──────── 文書の抜粋 ────────

1.育児休業の取得にあたって職場で工夫したことや、
不安だったことはありますか?
(取得者)谷井さん
課内では、週に1回のミーティングで製品の需給状況や製造数量の目標に対する現状の確認の場が設けられています。普段から課全体での情報共有が盛んに行われていることに加え、自分よりも経験の豊富な方に業務をお願いすることになったので、引き継ぎに時間を要することはありませんでした。しかし、長い間仕事を抜けるといろいろなことを忘れるのではないか、復帰後に今と同じように仕事を続けられるのかという不安がありました。社内にはすでに男性の育児休業を推奨する雰囲気がありましたが、取得を迷っていた時に「育休はどうする?」と課長から聞かれたことが大きな後押しになりました。また、実際に取得された方から勧められたことも大きかったです。取得を決めた後は人事の方を交えた面談があり、その時に「復帰後には同じ業務に戻る」という説明がありましたので、安心して休業することができました。
(上司)車古さん
2.上司として、どのように対応されましたか?
育児休業への思いもお聞かせください。
(上司)車古さん
谷井さんの育児休業については、3〜4ヶ月前から共有していました。課内でのジョブローテーションによって、彼の仕事をある程度理解している人が周りにいましたので、引き継ぎそのものはスムーズでした。実際に引き継いだ側はそれなりに仕事量が増えるので、そのフォローに気をつけたぐらいです。私の部下が育児休業を取得するのは今回で2回目ということもあり、すんなりと受け止めることができましたね。谷井さんは約3ヶ月間の取得でしたが、その頃はちょうど繁忙期でしたので、そういう時期に取得することについて本人がそれなりに悩んだのかなという思いもあります。復帰後、谷井さんは帰宅時間が早くなりましたね。意識的にそうしているのかなと思います。時間への意識の高さが周りにも影響を与えて、より良い雰囲気になっていけばと思っています。
(取得者)谷井さん
3.育児休業中は、どのように過ごされましたか?
(取得者)谷井さん
最初の1ヶ月は、育児全般は妻、家事全般は自分という形でスタートしました。それから徐々に「この時間はこっちが子どもの面倒を見る」というふうに、妻と相談しながら互いにストレスがかからないよう役割分担していきました。新生児の世話は分刻みで進んでいくので、逆算して今は何をしなければいけないのかを考える習慣が身につきました。仕事も同様に、目標から逆算して業務計画を立て日々実行していくという形にしていきたいと思っています。もし僕が育児休業を取得していなかったら、「私の精神的な負担がかなり大きかったと思う」と妻は言っていました。特に産後の女性は体力が戻っていなかったり、精神的にも不安定だったりするそうなので、2人で協力できることは間違いなくプラスだと思います。自分自身としても初めての育児だったので、仕事のことを一旦忘れて集中することができてよかったです。子どもの日々の成長をリアルタイムで感じることができました。

──────── 元の情報 ────────

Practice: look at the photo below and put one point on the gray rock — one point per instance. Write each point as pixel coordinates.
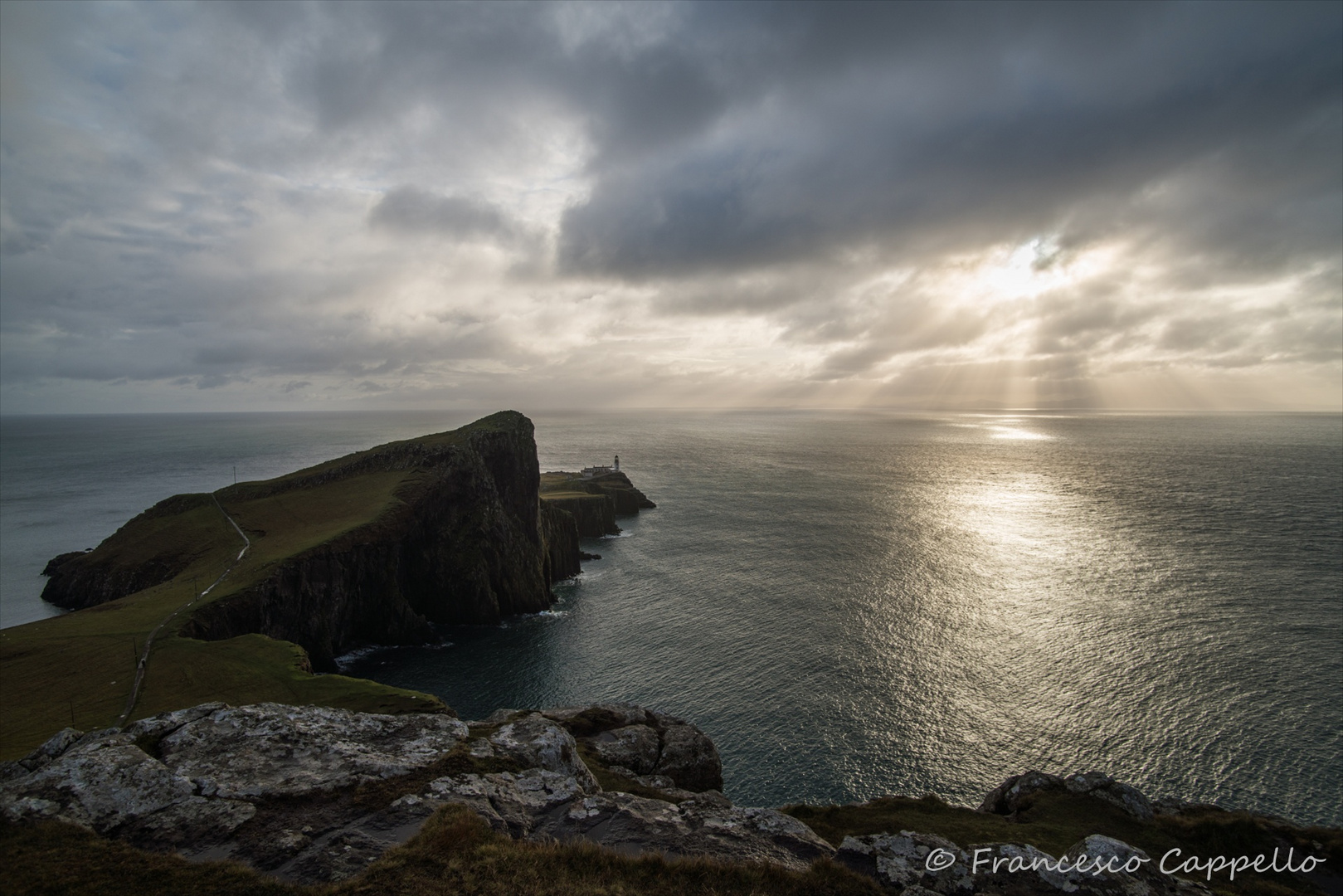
(634, 747)
(1102, 786)
(1015, 793)
(275, 750)
(1010, 796)
(1093, 867)
(539, 742)
(110, 785)
(634, 825)
(601, 716)
(275, 786)
(688, 757)
(903, 861)
(512, 804)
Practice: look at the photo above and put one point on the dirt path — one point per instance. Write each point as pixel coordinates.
(149, 642)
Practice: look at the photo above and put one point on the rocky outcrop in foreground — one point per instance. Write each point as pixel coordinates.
(314, 794)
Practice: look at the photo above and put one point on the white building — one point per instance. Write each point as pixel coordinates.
(588, 472)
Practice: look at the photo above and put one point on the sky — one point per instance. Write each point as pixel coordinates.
(247, 206)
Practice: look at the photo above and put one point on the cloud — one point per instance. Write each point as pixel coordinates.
(408, 212)
(779, 203)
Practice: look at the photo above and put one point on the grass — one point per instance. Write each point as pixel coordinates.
(77, 670)
(1058, 820)
(455, 853)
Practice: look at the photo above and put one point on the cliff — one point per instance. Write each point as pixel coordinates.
(370, 548)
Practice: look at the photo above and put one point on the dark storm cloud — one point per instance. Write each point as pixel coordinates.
(226, 192)
(410, 210)
(920, 125)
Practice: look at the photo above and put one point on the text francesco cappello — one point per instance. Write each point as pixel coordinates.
(1173, 863)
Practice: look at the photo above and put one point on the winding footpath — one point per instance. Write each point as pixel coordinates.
(143, 665)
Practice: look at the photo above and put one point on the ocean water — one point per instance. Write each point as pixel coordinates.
(853, 605)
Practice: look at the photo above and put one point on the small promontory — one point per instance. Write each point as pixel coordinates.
(367, 548)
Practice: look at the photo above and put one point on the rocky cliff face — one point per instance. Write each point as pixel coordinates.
(594, 514)
(464, 542)
(132, 559)
(594, 503)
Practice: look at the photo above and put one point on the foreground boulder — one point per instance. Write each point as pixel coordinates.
(1019, 791)
(314, 794)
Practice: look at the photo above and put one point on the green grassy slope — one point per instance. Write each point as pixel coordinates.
(77, 670)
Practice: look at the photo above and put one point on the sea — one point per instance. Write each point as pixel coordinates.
(859, 603)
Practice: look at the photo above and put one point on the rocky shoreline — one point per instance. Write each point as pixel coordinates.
(314, 794)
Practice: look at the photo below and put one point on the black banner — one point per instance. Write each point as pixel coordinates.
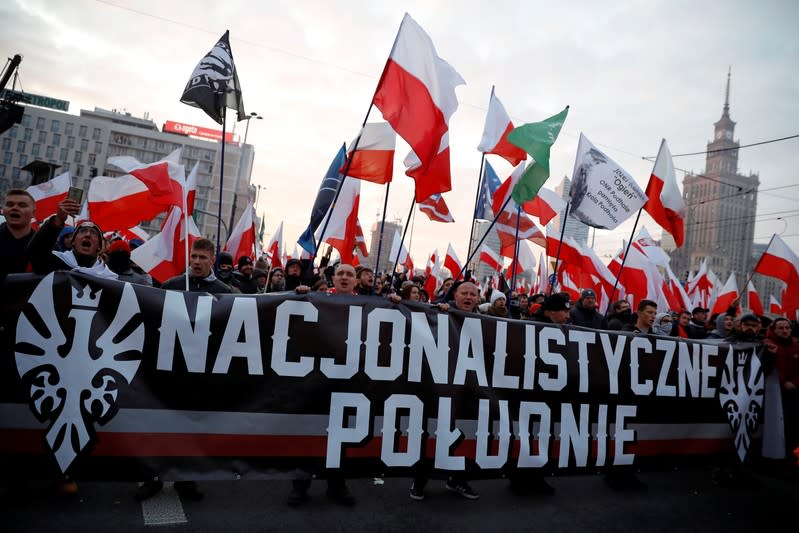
(107, 380)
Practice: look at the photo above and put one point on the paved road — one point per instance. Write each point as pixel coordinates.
(675, 501)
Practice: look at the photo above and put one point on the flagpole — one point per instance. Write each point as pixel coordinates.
(221, 187)
(402, 239)
(485, 235)
(560, 244)
(515, 249)
(623, 260)
(480, 187)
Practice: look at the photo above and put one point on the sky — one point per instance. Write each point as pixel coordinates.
(632, 73)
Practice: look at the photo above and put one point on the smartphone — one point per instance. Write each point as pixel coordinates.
(76, 194)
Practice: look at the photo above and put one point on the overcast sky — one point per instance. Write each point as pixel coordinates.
(633, 72)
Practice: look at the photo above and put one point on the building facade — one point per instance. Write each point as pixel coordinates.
(720, 209)
(82, 144)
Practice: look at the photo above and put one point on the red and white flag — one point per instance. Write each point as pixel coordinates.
(664, 201)
(490, 258)
(773, 305)
(373, 160)
(49, 194)
(495, 133)
(274, 251)
(452, 263)
(727, 294)
(164, 255)
(165, 179)
(242, 239)
(341, 229)
(416, 95)
(779, 261)
(755, 305)
(436, 209)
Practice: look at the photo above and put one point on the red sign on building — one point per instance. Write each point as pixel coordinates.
(196, 131)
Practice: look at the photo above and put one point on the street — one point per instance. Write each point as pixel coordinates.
(685, 500)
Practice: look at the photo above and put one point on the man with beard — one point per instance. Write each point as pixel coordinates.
(16, 232)
(87, 242)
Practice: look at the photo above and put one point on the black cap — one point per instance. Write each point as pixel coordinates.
(556, 302)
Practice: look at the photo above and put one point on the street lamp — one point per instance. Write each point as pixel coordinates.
(249, 117)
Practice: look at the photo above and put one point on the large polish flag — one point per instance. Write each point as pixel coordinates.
(754, 299)
(436, 209)
(165, 179)
(373, 159)
(164, 255)
(242, 239)
(490, 258)
(452, 262)
(495, 133)
(664, 201)
(779, 261)
(49, 194)
(120, 202)
(416, 95)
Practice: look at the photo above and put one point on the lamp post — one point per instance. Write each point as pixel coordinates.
(238, 173)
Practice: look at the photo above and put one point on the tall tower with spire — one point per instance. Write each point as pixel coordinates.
(720, 208)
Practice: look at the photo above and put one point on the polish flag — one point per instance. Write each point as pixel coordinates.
(343, 220)
(416, 95)
(773, 305)
(120, 202)
(454, 264)
(665, 203)
(490, 258)
(436, 209)
(165, 179)
(755, 305)
(274, 251)
(727, 294)
(779, 261)
(49, 194)
(242, 239)
(164, 255)
(374, 158)
(495, 133)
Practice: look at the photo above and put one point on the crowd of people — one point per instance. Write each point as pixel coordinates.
(85, 248)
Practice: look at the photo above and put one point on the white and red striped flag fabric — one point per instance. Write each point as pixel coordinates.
(452, 262)
(490, 258)
(49, 194)
(242, 239)
(373, 160)
(416, 95)
(495, 133)
(753, 299)
(436, 209)
(664, 201)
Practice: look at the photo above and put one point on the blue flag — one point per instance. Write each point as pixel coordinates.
(327, 192)
(488, 186)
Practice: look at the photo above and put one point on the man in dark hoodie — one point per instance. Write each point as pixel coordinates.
(585, 312)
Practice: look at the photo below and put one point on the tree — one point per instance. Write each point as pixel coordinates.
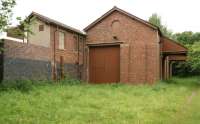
(6, 7)
(156, 20)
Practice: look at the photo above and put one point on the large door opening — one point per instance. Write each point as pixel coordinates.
(104, 64)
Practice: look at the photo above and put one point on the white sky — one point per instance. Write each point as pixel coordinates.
(177, 15)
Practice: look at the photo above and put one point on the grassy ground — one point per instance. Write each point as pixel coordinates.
(173, 102)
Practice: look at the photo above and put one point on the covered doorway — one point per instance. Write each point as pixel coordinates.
(104, 64)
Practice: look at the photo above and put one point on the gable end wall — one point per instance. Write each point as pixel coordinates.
(139, 52)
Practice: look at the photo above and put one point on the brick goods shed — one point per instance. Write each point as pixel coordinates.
(124, 48)
(117, 47)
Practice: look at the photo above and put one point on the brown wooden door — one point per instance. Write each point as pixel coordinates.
(104, 64)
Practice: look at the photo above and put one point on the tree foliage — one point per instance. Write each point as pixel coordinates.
(6, 7)
(189, 39)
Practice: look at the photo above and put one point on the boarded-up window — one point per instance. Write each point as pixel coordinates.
(76, 42)
(81, 41)
(41, 27)
(61, 40)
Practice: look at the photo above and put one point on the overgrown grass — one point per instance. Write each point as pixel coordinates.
(75, 102)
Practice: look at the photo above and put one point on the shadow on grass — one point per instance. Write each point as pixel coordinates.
(28, 85)
(188, 81)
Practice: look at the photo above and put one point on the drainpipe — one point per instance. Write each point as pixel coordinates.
(54, 55)
(78, 69)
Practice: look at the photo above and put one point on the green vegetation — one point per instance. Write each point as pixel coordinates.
(72, 102)
(190, 40)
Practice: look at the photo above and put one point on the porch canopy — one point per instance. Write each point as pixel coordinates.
(171, 51)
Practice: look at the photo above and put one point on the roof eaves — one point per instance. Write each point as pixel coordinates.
(175, 42)
(49, 20)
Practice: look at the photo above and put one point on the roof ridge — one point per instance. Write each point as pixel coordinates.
(115, 8)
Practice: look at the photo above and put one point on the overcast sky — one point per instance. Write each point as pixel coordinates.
(177, 15)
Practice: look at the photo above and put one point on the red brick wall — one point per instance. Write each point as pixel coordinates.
(70, 53)
(140, 49)
(25, 61)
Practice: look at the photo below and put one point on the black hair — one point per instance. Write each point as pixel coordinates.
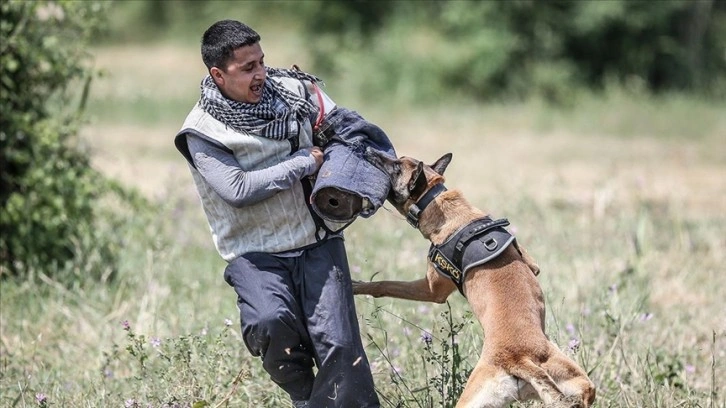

────────

* 作業の指示 1
育児休業の体験談のうち、「育児休業への思いもお聞かせください。」から始まって「3.育児休業中は、どのように過ごされましたか?」で終わる部分を、そのまま書き出してください。
* 作業の指示 2
育児休業の体験談では、谷井さんが育児休業を取った期間はどのくらいだったとされていますか。

* 回答欄 1
育児休業への思いもお聞かせください。
(上司)車古さん
谷井さんの育児休業については、3〜4ヶ月前から共有していました。課内でのジョブローテーションによって、彼の仕事をある程度理解している人が周りにいましたので、引き継ぎそのものはスムーズでした。実際に引き継いだ側はそれなりに仕事量が増えるので、そのフォローに気をつけたぐらいです。私の部下が育児休業を取得するのは今回で2回目ということもあり、すんなりと受け止めることができましたね。谷井さんは約3ヶ月間の取得でしたが、その頃はちょうど繁忙期でしたので、そういう時期に取得することについて本人がそれなりに悩んだのかなという思いもあります。復帰後、谷井さんは帰宅時間が早くなりましたね。意識的にそうしているのかなと思います。時間への意識の高さが周りにも影響を与えて、より良い雰囲気になっていけばと思っています。
(取得者)谷井さん
3.育児休業中は、どのように過ごされましたか?

* 回答欄 2
約3ヶ月間です。